Record set start

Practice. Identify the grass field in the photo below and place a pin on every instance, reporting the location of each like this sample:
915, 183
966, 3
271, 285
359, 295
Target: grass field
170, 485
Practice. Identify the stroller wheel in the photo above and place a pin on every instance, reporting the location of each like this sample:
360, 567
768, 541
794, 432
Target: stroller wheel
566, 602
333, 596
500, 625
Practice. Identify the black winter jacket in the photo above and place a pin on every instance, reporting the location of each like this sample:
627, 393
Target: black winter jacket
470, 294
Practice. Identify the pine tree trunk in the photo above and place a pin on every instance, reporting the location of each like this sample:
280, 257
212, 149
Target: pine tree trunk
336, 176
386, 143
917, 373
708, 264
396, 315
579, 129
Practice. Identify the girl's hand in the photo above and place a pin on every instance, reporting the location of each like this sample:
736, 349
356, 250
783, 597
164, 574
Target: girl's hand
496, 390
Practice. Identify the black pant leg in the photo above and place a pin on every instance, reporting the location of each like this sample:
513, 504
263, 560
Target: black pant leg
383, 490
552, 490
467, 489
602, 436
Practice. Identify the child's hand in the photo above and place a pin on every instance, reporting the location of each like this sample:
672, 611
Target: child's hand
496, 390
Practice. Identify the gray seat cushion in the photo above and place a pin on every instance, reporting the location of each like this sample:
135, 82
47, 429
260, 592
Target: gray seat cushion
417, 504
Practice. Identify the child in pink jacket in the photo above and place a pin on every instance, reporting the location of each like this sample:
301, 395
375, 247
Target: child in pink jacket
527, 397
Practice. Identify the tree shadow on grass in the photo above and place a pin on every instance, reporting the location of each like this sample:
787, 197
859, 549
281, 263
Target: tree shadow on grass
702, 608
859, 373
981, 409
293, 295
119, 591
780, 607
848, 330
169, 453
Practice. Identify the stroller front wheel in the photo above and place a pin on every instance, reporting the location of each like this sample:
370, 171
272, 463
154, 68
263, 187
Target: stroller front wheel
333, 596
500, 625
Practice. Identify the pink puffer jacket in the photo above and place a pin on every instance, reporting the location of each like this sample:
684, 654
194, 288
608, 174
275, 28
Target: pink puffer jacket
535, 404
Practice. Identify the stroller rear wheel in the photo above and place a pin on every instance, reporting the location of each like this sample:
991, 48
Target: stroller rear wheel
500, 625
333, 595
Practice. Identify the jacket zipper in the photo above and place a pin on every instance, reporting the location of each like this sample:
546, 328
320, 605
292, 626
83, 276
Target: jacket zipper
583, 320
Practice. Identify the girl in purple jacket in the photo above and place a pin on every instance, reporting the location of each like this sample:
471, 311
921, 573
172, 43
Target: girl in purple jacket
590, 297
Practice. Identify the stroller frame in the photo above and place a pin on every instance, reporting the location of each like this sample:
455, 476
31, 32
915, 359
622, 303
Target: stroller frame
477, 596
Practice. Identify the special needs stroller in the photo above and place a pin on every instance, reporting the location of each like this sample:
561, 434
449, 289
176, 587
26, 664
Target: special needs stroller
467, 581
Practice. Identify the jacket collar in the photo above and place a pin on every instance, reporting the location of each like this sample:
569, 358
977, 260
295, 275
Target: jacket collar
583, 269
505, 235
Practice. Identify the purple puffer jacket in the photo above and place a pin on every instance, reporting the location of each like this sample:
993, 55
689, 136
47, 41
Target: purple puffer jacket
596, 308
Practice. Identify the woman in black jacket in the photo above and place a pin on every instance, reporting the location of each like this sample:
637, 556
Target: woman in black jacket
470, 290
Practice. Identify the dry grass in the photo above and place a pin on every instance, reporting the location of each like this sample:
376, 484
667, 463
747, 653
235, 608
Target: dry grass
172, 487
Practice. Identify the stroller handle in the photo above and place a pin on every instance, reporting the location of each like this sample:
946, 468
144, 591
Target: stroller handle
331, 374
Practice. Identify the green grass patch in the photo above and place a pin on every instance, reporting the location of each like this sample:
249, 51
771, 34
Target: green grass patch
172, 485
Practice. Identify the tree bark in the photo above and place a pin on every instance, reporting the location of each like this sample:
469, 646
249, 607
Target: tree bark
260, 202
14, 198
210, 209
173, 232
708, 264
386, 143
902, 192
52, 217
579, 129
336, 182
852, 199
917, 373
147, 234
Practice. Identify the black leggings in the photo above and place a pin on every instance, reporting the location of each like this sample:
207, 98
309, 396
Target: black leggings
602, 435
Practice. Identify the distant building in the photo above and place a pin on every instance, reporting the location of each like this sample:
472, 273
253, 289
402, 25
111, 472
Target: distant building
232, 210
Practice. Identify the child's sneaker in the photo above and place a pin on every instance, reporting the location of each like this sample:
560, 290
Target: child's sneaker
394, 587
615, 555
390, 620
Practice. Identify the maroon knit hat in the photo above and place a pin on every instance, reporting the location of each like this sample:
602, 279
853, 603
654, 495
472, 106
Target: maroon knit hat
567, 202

Record set end

Edit the lines above by replacing every occurrence of "place a pin" with "put a marker", leaving all other text unchanged.

Practice. Identify the grass field in the photo below and put a marker on every instance, reporting the location of each like this sample:
915, 183
966, 3
271, 285
359, 295
Target: grass field
170, 485
Practice. Identify the stroller wheel in the photo above and put a marker on every instance, reporting the location of each like this sample:
360, 567
768, 541
794, 432
Target: stroller wheel
566, 602
333, 596
500, 625
Practice. Identify the black winter jacket in the photo above and put a marker on every instance, reporting the location of each like this sample:
627, 393
Target: black winter jacket
470, 294
Practice. Identify the pine tree trunk in the photo above and put a marker on every instance, reporting the location of each like this sample:
280, 257
212, 149
Target: pine tree trunk
336, 176
386, 143
917, 373
708, 264
396, 315
579, 129
Practice. Identify the girl's hand in the photo above and put a marker on every instance, reporting the location of each like this sample:
736, 349
356, 250
783, 597
164, 574
Target: girl's hand
496, 390
Practice. Identify the black pant leg in the photo above and put a marker on every instance, reporting the location of each like this sample:
513, 504
263, 560
Target: black pant leg
383, 490
552, 490
467, 489
602, 436
Practice. Identify the child's hand in the photo above and put a marker on every instance, reporting the location of each like this sample:
672, 611
Target: child's hand
496, 390
Practice. Identify the gray seat cushion in the photo above and put a marker on every instance, reporting the location of each like this sample:
135, 82
47, 429
260, 592
Target: gray seat cushion
417, 504
Practice. Identify the child in pink jacket in the photo above and put a marker on every instance, reporting the location of each like this sample:
301, 395
375, 247
Target: child in pink jacket
527, 397
Practice. Identify the tree shadow on grass in the photo above and put a marker on every instance, reporting the location of each like this sample:
787, 197
859, 549
281, 263
Target: tree shadow on grass
702, 608
859, 373
981, 409
293, 295
119, 591
780, 607
848, 330
169, 453
Practice. Identify the stroller front wheel in the photo above and put a marker on every instance, reporting the location of each like this sample:
370, 171
272, 463
154, 68
263, 187
Target: stroller front wheel
333, 596
500, 625
Practice. Identify the pink puffer jacket in the photo above and put a marker on every instance, reporting the location of each like this sample:
684, 654
194, 288
608, 174
275, 28
Target: pink puffer jacket
535, 404
Practice. Identify the stroller rear wheel in the photo above and put a marker on every instance, reporting the location of each like this sample:
991, 48
Target: stroller rear wheel
500, 625
333, 595
Practice. Identify the jacket zipper in the photo above and put a marker on every instance, reporting the location of each like this sample:
546, 328
320, 605
292, 626
83, 276
Target: jacket zipper
583, 320
Practice. Identify the girl in purple jacket in the photo above and put a marker on every instance, reporting the location of each like this sample:
471, 311
921, 573
172, 43
Target: girl in purple jacket
590, 297
Practice. Identify the stroller frame in the photo above and put a marker on every instance, reporting the location of each like this sample:
455, 476
31, 32
915, 359
622, 303
Target: stroller frame
477, 596
Practice. Identify the special needs stroller in the photo above and put a marker on every instance, reporting the location of each like this sample:
561, 434
449, 289
176, 587
26, 664
Target: special needs stroller
467, 581
Practice. Identify the jacket collar in the photo above and put a marker on every instance, reporting the location of each like this sample:
569, 358
977, 260
295, 275
Target: jacket collar
583, 269
505, 235
Practice. Identify the purple puffer jacket in the photo above and put a marker on every instance, reporting the location of each like this sample:
993, 55
689, 136
47, 41
Target: purple puffer jacket
596, 308
Practice. Identify the woman in black jacket in the photo above and put a marker on every instance, reporting the location of each like this sample:
637, 556
Target: woman in black jacket
470, 290
Practice. Identify the dry grass in the photo above and put a marker on every instance, reporting the location of each like this sample:
376, 484
667, 463
747, 653
235, 608
Target: dry grass
172, 487
Practice. Identify the stroller handle in the photo above and put a marker on every instance, reporting the location of each like this sample:
946, 468
144, 591
Target: stroller handle
331, 374
Practice. Identify the green grass patch in the photo above and put a marker on every instance, reporting the location of each like this sample:
249, 51
771, 34
Target: green grass patch
172, 485
Practice. Identify the tree bark in the photo above and put a marker on every instance, reporting the location of each like this sample:
469, 646
249, 607
Target: tree bark
260, 202
14, 198
210, 209
173, 232
708, 264
386, 143
902, 192
52, 217
579, 129
336, 182
852, 199
917, 373
147, 234
Practice. Identify the black leggings in the photo above and put a marker on every instance, reporting the location of each like this sample:
207, 98
309, 396
Target: black leggings
602, 435
Practice. Identify the distant building in the photo above and put a marker on every instance, reporting the location of each like this sample:
472, 273
253, 289
402, 25
111, 472
Target: distant building
232, 210
Practice. Identify the child's sneaker in the photo above and put a marker on every instance, reporting the location of each like this sample:
560, 290
Target: child's sneaker
394, 587
615, 555
390, 620
Practice. Identify the maroon knit hat in the photo above and put a marker on every instance, reporting the location of each like this sample:
602, 279
853, 603
654, 495
472, 106
Target: maroon knit hat
567, 202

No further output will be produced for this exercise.